### Directions
Please report each line of the material below that contains the word "front", copying every such line in full.

---

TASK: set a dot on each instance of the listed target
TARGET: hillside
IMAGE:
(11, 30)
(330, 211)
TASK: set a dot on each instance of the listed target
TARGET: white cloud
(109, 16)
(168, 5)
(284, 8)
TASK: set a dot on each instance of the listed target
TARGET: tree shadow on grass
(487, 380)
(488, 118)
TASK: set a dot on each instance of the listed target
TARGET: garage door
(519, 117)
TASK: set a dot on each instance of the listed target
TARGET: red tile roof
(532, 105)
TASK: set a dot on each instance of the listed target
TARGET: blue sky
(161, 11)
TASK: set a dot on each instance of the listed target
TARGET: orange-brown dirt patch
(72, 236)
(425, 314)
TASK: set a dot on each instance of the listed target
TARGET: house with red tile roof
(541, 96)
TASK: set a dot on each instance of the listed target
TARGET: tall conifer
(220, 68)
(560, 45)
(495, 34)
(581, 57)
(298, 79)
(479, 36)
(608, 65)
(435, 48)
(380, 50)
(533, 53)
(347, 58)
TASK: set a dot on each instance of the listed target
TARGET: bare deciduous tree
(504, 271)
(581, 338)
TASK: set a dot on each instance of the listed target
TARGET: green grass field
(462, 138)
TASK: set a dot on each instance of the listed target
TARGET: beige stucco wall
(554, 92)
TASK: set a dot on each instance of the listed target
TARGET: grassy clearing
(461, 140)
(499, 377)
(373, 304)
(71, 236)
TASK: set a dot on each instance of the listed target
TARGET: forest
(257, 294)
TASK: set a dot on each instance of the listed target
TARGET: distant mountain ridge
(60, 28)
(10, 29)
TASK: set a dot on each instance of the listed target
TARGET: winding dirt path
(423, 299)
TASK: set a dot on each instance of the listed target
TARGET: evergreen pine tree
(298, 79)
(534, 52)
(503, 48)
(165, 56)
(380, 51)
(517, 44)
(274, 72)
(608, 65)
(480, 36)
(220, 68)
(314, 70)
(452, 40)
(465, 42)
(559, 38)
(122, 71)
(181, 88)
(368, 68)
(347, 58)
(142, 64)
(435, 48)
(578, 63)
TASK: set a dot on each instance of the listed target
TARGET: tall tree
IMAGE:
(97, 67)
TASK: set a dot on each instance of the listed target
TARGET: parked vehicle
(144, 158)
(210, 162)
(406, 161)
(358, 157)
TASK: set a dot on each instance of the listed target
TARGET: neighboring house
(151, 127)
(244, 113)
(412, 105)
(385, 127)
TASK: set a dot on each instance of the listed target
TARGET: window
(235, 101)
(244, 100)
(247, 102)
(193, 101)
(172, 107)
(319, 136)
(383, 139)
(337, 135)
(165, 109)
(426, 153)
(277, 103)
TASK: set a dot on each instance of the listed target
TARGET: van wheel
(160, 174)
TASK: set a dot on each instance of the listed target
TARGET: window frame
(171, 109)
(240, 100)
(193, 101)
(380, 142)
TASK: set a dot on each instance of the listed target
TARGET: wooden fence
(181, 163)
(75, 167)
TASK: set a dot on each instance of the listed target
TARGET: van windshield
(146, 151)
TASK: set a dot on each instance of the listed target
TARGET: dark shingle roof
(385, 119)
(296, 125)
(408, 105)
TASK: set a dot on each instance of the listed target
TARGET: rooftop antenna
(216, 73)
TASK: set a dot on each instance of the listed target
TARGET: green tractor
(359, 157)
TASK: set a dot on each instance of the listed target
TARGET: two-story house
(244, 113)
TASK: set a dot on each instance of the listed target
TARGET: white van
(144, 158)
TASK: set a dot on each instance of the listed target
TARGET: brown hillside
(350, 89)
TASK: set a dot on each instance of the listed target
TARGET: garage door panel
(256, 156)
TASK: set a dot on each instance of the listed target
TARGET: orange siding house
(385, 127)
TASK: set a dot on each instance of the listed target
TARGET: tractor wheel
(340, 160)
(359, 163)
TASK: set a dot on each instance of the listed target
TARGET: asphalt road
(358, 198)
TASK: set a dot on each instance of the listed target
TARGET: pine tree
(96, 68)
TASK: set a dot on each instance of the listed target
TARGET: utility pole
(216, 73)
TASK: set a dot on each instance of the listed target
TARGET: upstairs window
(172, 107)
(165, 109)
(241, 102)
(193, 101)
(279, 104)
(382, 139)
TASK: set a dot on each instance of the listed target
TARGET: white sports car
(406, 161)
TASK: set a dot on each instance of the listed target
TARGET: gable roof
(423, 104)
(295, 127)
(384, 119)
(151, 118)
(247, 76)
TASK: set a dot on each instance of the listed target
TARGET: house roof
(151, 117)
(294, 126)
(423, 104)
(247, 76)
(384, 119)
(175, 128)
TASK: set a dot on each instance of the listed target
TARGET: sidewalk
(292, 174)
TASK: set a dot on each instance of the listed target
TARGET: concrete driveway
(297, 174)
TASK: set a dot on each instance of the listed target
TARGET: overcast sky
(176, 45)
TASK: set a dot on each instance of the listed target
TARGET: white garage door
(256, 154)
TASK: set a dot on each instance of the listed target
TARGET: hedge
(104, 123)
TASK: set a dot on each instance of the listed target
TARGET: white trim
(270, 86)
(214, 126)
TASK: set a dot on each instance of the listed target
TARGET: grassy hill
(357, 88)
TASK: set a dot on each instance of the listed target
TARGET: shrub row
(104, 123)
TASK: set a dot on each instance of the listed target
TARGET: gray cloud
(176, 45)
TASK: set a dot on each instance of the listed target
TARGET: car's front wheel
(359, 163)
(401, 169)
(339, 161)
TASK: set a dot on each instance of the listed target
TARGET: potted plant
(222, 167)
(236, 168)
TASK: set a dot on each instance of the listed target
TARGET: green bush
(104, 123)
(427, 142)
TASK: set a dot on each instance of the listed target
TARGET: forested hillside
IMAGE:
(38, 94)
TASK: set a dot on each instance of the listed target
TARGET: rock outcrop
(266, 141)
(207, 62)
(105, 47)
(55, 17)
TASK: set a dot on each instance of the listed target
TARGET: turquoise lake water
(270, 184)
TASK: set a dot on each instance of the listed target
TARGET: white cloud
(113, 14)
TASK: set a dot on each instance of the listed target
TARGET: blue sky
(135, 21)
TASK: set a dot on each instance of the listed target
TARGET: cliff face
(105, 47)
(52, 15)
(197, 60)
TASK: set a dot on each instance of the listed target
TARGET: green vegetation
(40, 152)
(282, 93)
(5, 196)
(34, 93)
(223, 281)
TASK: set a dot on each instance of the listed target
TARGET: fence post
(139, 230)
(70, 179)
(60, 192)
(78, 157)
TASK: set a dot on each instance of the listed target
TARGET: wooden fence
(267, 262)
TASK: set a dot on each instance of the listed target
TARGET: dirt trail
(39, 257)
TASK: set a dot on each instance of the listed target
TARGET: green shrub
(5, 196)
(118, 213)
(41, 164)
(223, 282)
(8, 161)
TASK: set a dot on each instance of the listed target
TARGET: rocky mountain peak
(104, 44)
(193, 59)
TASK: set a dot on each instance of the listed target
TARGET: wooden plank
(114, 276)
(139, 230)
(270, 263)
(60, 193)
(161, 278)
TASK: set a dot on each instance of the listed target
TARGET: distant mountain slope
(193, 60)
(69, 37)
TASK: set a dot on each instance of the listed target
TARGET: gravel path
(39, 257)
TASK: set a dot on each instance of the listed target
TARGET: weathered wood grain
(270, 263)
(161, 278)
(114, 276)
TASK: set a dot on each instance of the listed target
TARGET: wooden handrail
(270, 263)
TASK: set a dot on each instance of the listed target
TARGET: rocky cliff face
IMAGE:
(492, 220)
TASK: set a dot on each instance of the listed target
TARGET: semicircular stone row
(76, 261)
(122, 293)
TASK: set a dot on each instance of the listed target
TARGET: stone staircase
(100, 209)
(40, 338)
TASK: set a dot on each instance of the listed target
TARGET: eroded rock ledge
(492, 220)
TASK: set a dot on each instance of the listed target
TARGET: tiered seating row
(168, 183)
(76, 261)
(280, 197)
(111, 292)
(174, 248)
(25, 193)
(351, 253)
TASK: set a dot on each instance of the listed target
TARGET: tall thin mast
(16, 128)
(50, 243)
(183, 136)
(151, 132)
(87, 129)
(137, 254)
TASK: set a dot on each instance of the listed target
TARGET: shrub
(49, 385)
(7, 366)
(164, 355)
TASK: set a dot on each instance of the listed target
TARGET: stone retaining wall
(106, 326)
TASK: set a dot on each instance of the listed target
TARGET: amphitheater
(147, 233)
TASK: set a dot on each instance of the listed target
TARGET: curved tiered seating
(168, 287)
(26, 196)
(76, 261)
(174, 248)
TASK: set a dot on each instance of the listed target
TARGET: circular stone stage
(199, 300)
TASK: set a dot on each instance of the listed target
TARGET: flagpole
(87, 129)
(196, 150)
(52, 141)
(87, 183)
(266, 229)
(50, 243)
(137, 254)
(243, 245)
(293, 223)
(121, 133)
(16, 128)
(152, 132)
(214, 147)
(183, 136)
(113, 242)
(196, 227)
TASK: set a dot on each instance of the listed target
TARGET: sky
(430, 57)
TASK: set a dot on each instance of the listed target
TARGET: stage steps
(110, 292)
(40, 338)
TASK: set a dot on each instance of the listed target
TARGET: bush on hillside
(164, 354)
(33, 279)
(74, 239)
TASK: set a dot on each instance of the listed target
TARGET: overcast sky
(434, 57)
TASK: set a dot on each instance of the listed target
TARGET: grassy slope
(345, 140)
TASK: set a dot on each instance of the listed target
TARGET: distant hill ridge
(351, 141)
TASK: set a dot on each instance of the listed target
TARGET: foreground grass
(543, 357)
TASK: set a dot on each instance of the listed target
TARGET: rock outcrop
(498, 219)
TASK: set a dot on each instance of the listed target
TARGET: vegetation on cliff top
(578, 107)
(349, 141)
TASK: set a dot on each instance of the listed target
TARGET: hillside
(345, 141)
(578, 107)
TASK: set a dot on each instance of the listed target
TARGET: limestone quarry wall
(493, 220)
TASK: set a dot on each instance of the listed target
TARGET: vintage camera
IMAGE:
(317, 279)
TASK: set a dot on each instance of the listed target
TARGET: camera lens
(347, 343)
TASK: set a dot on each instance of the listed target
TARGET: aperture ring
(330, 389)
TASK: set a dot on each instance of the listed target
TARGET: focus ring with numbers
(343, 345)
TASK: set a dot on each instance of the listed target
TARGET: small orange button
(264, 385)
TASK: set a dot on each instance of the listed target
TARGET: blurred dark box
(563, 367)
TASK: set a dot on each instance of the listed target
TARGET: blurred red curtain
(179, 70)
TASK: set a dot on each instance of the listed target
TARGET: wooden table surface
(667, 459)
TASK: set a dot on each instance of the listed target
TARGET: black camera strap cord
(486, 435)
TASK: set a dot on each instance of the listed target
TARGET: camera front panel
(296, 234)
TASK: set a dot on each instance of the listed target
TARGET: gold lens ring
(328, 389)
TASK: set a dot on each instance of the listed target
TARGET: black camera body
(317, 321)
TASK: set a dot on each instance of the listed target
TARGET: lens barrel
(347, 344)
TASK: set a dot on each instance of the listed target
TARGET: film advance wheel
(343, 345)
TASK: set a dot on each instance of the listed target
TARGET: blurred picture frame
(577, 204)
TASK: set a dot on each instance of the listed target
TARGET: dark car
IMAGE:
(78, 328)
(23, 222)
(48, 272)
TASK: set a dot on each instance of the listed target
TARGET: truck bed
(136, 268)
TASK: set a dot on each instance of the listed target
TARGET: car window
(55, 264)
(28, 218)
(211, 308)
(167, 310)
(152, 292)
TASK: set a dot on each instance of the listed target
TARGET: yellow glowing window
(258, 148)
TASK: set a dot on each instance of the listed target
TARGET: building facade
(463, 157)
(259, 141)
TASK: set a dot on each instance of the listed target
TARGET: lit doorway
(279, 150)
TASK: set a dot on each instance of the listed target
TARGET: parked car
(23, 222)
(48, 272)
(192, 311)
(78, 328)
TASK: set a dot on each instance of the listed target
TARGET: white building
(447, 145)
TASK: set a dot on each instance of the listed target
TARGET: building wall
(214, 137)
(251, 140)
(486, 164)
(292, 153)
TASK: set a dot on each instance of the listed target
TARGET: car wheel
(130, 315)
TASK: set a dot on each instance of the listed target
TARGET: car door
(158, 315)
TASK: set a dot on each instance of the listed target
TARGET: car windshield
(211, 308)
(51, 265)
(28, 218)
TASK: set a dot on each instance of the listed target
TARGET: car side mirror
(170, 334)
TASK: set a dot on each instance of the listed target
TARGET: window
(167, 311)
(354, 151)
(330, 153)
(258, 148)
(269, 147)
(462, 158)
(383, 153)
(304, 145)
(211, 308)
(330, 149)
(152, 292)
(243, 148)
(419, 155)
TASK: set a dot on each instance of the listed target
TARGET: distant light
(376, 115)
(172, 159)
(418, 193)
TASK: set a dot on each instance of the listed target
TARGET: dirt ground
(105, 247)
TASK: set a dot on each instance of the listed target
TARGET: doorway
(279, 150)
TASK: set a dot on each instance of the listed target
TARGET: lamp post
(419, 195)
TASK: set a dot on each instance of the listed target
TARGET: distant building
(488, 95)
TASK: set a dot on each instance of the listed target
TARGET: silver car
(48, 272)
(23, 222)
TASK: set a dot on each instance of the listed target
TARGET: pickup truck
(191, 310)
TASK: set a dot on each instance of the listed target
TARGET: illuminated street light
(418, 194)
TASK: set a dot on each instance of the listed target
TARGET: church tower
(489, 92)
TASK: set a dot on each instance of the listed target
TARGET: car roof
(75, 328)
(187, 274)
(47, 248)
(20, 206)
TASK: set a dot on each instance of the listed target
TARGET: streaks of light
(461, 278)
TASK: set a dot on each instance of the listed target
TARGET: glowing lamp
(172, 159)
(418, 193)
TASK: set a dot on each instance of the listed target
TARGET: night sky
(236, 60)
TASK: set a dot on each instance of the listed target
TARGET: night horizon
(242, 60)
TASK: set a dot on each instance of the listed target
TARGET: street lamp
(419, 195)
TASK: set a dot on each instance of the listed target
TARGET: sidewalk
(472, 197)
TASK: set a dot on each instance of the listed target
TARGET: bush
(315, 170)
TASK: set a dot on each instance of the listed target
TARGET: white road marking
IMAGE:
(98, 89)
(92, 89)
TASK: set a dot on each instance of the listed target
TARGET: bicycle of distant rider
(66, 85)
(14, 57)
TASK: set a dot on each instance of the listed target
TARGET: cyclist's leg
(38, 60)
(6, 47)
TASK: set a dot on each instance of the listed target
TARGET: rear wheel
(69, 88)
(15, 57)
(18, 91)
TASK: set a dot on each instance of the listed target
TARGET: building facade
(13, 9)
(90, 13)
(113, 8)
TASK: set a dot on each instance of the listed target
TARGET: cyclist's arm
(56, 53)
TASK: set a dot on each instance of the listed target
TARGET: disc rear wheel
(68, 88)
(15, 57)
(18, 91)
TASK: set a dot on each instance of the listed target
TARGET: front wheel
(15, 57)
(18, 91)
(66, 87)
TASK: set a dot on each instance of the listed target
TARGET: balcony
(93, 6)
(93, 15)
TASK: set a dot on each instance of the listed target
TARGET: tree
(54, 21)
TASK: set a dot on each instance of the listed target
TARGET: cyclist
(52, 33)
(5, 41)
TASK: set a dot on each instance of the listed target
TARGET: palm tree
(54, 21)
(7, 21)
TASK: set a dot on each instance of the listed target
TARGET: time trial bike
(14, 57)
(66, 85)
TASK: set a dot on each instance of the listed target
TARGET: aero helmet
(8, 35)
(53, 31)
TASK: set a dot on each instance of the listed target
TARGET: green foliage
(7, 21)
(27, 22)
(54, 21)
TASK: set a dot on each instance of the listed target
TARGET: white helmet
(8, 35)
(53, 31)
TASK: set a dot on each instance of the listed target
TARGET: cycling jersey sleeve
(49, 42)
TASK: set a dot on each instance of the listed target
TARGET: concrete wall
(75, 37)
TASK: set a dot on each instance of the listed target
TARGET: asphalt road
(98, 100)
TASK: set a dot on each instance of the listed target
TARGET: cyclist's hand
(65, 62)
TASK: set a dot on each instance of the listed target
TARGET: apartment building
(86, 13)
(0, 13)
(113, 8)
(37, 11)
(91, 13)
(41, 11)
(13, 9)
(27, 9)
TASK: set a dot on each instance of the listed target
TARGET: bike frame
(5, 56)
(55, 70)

---

### Response to this exercise
TARGET: car's front wheel
TARGET: camera front panel
TARGET: front wheel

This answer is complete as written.